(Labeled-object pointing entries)
— START —

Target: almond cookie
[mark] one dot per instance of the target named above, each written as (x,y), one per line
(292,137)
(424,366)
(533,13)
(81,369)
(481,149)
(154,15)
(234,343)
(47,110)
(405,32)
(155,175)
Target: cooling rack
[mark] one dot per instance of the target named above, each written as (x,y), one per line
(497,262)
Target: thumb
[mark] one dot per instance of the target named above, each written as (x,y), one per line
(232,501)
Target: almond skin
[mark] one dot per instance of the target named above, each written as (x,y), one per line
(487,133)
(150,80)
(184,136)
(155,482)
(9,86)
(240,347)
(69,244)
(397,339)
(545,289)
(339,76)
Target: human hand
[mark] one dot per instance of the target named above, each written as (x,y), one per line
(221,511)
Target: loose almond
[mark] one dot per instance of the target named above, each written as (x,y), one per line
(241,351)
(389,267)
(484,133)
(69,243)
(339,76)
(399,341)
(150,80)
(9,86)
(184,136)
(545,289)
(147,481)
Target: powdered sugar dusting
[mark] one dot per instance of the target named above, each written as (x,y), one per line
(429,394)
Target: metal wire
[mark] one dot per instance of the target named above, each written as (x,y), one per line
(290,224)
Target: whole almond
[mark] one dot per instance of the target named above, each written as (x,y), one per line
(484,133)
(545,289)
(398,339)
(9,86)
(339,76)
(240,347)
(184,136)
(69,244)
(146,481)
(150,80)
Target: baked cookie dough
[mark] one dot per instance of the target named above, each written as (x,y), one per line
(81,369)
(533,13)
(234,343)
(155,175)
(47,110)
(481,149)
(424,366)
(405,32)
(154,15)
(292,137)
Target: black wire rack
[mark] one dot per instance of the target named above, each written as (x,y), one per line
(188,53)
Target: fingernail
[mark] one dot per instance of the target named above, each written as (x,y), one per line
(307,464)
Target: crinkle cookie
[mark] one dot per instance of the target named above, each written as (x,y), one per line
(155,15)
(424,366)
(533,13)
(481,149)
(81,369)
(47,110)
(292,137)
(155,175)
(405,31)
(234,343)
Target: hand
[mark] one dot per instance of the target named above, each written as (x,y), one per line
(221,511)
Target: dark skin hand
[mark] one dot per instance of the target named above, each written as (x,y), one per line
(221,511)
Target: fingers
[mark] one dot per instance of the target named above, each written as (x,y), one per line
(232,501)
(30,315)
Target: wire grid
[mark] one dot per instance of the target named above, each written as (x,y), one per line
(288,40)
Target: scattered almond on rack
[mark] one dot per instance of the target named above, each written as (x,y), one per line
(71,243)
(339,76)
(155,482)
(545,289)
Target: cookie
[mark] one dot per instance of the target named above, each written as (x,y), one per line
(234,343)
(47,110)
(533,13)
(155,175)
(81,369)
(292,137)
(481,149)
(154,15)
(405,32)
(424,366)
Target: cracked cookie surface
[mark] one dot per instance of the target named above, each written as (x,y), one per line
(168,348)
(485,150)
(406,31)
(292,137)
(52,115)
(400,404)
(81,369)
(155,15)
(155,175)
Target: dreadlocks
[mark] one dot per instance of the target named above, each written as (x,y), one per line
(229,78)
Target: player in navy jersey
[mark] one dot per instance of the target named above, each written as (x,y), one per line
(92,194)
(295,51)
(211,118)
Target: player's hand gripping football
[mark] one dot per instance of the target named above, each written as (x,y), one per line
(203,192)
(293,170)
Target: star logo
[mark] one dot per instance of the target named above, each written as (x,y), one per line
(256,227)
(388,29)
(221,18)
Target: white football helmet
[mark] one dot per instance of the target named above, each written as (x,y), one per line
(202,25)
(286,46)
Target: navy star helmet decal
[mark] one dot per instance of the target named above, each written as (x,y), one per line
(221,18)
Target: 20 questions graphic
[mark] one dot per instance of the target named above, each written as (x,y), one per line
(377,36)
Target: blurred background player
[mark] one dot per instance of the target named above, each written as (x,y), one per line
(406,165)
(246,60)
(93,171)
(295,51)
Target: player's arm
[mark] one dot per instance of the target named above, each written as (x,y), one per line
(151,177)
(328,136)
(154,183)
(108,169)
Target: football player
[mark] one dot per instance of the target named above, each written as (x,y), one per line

— END —

Please edit the data above by changing every "one dot per instance" to "a single dot for each instance", leaving everything else unchanged, and write out the full result.

Answer in full:
Target: almond cookie
[mark] a single dot for each instance of the target named above, each written as (x,y), one per line
(292,137)
(424,366)
(533,13)
(81,369)
(481,149)
(154,15)
(234,343)
(47,110)
(405,32)
(155,175)
Target: cooling rack
[mark] a single dot for each instance of the target named above, each written as (x,y), one per line
(497,262)
Target: thumb
[mark] a single dot for each instance of the target named above, each written as (x,y), one per line
(232,501)
Target: almond skin
[mark] a single dot for each instance of the target named above, each written as (x,y), one per line
(487,133)
(150,80)
(184,136)
(155,482)
(9,86)
(240,347)
(69,244)
(397,339)
(545,289)
(339,76)
Target: human hand
[mark] a single dot for each instance of the target named above, each written as (x,y), one per line
(221,511)
Target: loose almond
[mark] a single dot for each instance of the target named above, each written as (x,y), one per line
(241,351)
(389,267)
(484,133)
(69,243)
(339,76)
(399,341)
(150,80)
(9,86)
(184,136)
(545,289)
(147,481)
Target: powdered sugar dusting
[mark] a single dot for each instance of the target named above, each written as (x,y), one per line
(429,394)
Target: metal wire
[mark] a single dot for each instance of the target named above, each written as (x,y), one per line
(290,224)
Target: whole almond
[mark] a single dot for each instance of the target named above, each written as (x,y), one per line
(484,133)
(545,289)
(398,339)
(9,86)
(339,76)
(240,347)
(184,136)
(69,244)
(146,481)
(150,80)
Target: baked cookie dough
[mark] a single dot for each instance of the target named above, each written as (x,y), one per line
(81,369)
(533,13)
(234,343)
(155,175)
(47,110)
(481,149)
(424,366)
(405,32)
(154,15)
(292,137)
Target: black wire rack
[mark] a single dot for each instance of the target named above, each written as (x,y), one per line
(188,53)
Target: fingernail
[mark] a single dot for each instance of the target named above, each written as (x,y), one per line
(307,464)
Target: crinkle cookie
[mark] a single dot for each instance of the target named above, each written as (x,y), one per line
(155,15)
(424,366)
(533,13)
(481,149)
(81,369)
(47,110)
(292,137)
(155,175)
(405,31)
(234,343)
Target: hand
[mark] a single dot for each instance of the target named above, each written as (x,y), one per line
(221,511)
Target: dark skin hand
[mark] a single dot for each instance of the target named above, each written as (x,y), one per line
(221,511)
Target: fingers
[mark] a single dot for each instance of the target named above, each written as (x,y), one per line
(232,501)
(30,315)
Target: wire grid
[mark] a single dot for each instance of the target named above, each written as (x,y), one per line
(288,40)
Target: scattered almond on rack
[mark] a single dot for each instance of the target named above, each written as (x,y), one per line
(71,243)
(339,76)
(155,482)
(545,289)
Target: cookie
[mark] a single dot for each instance of the target named above, each written as (x,y), one per line
(234,343)
(47,110)
(533,13)
(155,175)
(81,369)
(292,137)
(481,149)
(154,15)
(405,32)
(424,366)
Target: cracked cookie surface
[mark] a single dot for each instance of the target named above, each written as (x,y), one per line
(168,348)
(485,150)
(406,31)
(292,137)
(52,115)
(400,404)
(81,369)
(155,15)
(155,175)
Target: dreadlocks
[mark] a single dot for each instance of the target named above, each written as (x,y), one per line
(229,78)
Target: player in navy jersey
[mark] a single dot for each instance of the target named above, each written as (x,y), one per line
(92,194)
(295,51)
(211,118)
Target: player's hand gripping football
[mark] a single dot for each instance of the target named above, each written as (x,y), one per line
(203,192)
(293,170)
Target: star logo
[mark] a single dot for each instance of the target named above, each written as (x,y), one per line
(256,227)
(388,29)
(221,18)
Target: white football helmet
[mark] a single dot for each instance of the target named above, each written as (x,y), one per line
(202,25)
(286,46)
Target: navy star helmet decal
[mark] a single dot for each instance of the target named above, each written as (x,y), one per line
(221,18)
Target: 20 questions graphic
[mark] a single dot for each instance of the target named above, each written as (x,y), one per line
(377,36)
Target: blurred background player
[mark] a single dot for each instance of the target named above, each written as (x,y), one per line
(406,165)
(246,60)
(93,171)
(295,51)
Target: player's arm
[mark] a single dot for each instance of the target named above, each written as (x,y), one per line
(151,177)
(328,136)
(154,183)
(108,169)
Target: football player
[mark] a single dot for each instance of the target named above, each written as (x,y), one per line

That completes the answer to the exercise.